WORK TO DO:
a – In the Life in Cold Blood poster thread, where did SiUK put the poster up?
b – List the usernames of everyone in the Life in Cold Blood poster thread who says their poster has arrived.
c – Carry on the Life in Cold Blood poster thread from where it stops.

EXCERPT TO READ:
# Life in Cold Blood POsteR



## Sid.lola (Jan 10, 2008)

Got mine this morning!!!


----------



## AshMashMash (Oct 28, 2007)

Got mine the other day! :Na_Na_Na_Na:


----------



## KJ Exotics (Jun 16, 2007)

Mine still has not arrived, ordered ages ago


----------



## Scales and Fangs (Mar 22, 2007)

Still waiting for mine, are they worth the wait?


----------



## tiffa (Jan 17, 2007)

still wating for my 1 to


----------



## ChrisBowman (Jan 1, 2008)

got mine :Na_Na_Na_Na::mf_dribble:


----------



## SiUK (Feb 15, 2007)

mine came yesterday they are alright, I got it to stick up in the rep room.


----------



## linda.t (Sep 28, 2007)

mine came on saturday.


----------



## ally2yana (Jan 5, 2008)

hi,

how do you order them?
I tried before and visited BBc website but not able to find the link.

thanks


----------



## hysteria_uk (Nov 28, 2007)

try typing 'life in cold blood poster' into google.....google is this amazing thing called a search engine :whistling2:


----------



## rob-stl-07 (Jun 3, 2007)

anything is worth the wait if its to do with reps AND ITS FREE!


----------



## Sid.lola (Jan 10, 2008)

............


----------



## Sid.lola (Jan 10, 2008)

Scales and Fangs said:


> Still waiting for mine, are they worth the wait?


Suppose it depends what you want it for. I might be doing a little rep talk so I thought it would be a nice prop to use for that!

It's not bad though, are you planning to put it in the shop?


----------



## bosshogg (Nov 19, 2006)

yay mine arrived in the post this morning its brilliant nice size wasnt expecting it to be as big :no1:


----------



## ally2yana (Jan 5, 2008)

RECORDED DATA:
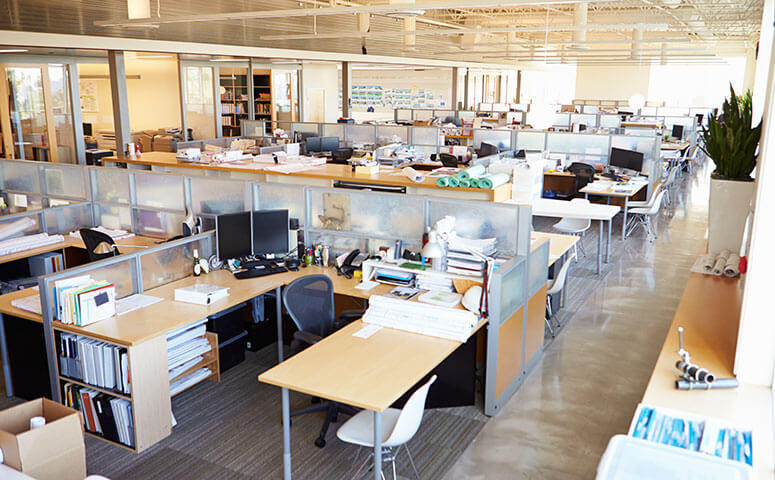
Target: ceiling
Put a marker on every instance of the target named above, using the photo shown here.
(521, 32)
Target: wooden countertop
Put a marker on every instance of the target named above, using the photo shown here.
(709, 312)
(328, 171)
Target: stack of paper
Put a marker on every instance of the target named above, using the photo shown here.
(82, 301)
(96, 363)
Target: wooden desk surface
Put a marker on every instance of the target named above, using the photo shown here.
(709, 311)
(370, 373)
(328, 171)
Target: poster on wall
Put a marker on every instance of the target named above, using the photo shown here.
(88, 95)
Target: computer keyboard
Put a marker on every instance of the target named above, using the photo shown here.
(259, 272)
(28, 242)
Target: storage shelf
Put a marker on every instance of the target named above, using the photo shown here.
(99, 389)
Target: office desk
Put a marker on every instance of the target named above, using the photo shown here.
(610, 189)
(320, 176)
(370, 373)
(545, 207)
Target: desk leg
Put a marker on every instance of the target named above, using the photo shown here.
(6, 365)
(599, 246)
(286, 435)
(278, 296)
(624, 221)
(377, 445)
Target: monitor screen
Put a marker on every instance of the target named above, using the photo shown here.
(313, 144)
(627, 159)
(329, 144)
(232, 233)
(270, 232)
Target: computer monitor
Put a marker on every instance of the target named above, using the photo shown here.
(626, 159)
(270, 232)
(232, 234)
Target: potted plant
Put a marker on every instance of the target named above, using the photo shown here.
(731, 141)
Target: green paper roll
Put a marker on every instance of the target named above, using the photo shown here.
(469, 173)
(489, 182)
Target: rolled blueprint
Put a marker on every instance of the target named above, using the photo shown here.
(491, 181)
(468, 173)
(413, 174)
(708, 261)
(732, 268)
(12, 228)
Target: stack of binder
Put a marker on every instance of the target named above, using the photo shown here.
(94, 362)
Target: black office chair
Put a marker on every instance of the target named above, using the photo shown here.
(584, 173)
(91, 239)
(310, 302)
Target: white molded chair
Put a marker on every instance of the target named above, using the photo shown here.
(554, 287)
(575, 226)
(398, 427)
(643, 216)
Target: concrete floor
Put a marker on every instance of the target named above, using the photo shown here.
(592, 376)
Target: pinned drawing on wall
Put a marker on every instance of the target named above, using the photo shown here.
(88, 95)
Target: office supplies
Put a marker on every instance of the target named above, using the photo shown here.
(201, 294)
(233, 235)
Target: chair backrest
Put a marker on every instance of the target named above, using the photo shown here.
(92, 238)
(559, 281)
(310, 302)
(410, 417)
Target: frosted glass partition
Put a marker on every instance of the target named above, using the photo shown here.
(386, 216)
(113, 216)
(110, 185)
(159, 190)
(499, 138)
(530, 140)
(155, 223)
(479, 220)
(583, 144)
(216, 196)
(309, 128)
(386, 134)
(65, 181)
(537, 268)
(610, 121)
(275, 195)
(508, 285)
(360, 133)
(334, 130)
(170, 264)
(427, 136)
(21, 177)
(69, 218)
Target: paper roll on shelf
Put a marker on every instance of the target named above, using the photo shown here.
(489, 182)
(413, 174)
(472, 172)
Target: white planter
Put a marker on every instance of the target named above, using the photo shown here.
(730, 202)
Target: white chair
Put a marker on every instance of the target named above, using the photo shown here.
(643, 216)
(554, 287)
(398, 427)
(575, 226)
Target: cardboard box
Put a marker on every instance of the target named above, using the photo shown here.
(53, 452)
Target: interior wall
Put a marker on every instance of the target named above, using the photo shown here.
(611, 83)
(320, 85)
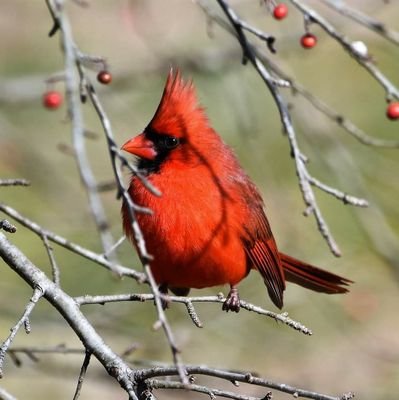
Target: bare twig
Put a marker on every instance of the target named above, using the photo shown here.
(363, 19)
(86, 253)
(54, 267)
(188, 302)
(114, 365)
(37, 294)
(14, 182)
(301, 170)
(82, 375)
(232, 376)
(75, 112)
(4, 395)
(391, 90)
(211, 392)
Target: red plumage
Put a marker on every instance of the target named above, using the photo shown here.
(209, 226)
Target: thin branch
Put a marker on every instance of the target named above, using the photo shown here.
(78, 136)
(14, 182)
(67, 307)
(4, 395)
(233, 376)
(187, 301)
(211, 392)
(296, 87)
(391, 90)
(363, 19)
(82, 375)
(301, 170)
(86, 253)
(54, 267)
(333, 115)
(7, 226)
(37, 294)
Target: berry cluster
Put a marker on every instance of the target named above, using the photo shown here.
(309, 40)
(52, 99)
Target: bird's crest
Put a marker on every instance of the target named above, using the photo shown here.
(178, 111)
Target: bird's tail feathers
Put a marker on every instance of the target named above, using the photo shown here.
(311, 277)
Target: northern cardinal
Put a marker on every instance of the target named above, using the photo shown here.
(209, 226)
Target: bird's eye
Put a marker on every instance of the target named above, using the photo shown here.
(170, 142)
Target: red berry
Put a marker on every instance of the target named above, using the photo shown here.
(280, 11)
(52, 99)
(104, 77)
(393, 111)
(308, 41)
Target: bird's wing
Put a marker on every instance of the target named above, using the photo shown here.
(261, 247)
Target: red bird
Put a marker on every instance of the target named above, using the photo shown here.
(209, 226)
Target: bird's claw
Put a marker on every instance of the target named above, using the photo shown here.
(232, 302)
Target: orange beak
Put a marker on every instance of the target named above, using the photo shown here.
(141, 147)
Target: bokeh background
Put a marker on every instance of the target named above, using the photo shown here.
(355, 345)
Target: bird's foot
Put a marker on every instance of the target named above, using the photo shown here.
(232, 302)
(163, 290)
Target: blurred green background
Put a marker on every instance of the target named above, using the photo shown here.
(355, 346)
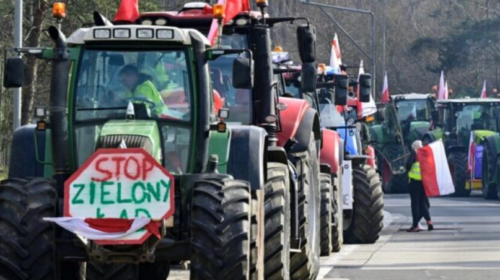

ANSWER SET:
a – In the rep room.

b – Sid.lola, AshMashMash, ChrisBowman, SiUK, linda.t, bosshogg

c –
i have just orderd mine,just thought you like the link if you have not orderd yours..here it is..http://open2.net/lifeincoldblood/poster.html.


----------



## rob-stl-07 (Jun 3, 2007)

just got it this morning its really good.


----------



## eeji (Feb 22, 2006)

I'm still waiting for mine  I ordered just after the first LICB finished, so I probably helped to clog up the system


----------



## KJ Exotics (Jun 16, 2007)

i still not got mine too,


----------



## CWD (Feb 11, 2007)

i got mine this morning !


----------



## SSamm (Mar 9, 2006)

im still waiting, sounds like there all coming now though


----------



## Philcw (Feb 7, 2008)

For those that have recieved it, how long did it take to arrive?


Thanks
Phil


----------



## Reptilerescueden (Jan 2, 2006)

A week for us


----------



## helenaz0 (Jan 20, 2008)

Mine arrive yesterday mine has taken 2 weeks


----------



## Lee N (Aug 31, 2007)

i havent got mine yet, ordered it last week


----------



## Crownan (Jan 6, 2007)

Mine arrived yesterday 

Probs around a week or so


----------



## Rainwater (Apr 18, 2007)

still havent got mine


----------



## Storm Python (Jan 10, 2008)

Nore have i :cussing:


----------



## MrBoa (Sep 11, 2007)

just over 2 weeks, but got it last night and sir david signed if dor me today. :Na_Na_Na_Na:


----------



## balthazar196 (Jun 1, 2007)

sam. said:


> just over 2 weeks, but got it last night and sir david signed if dor me today. :Na_Na_Na_Na:


i got mine but no signature, how did you get him to sign it =[


----------



## MrBoa (Sep 11, 2007)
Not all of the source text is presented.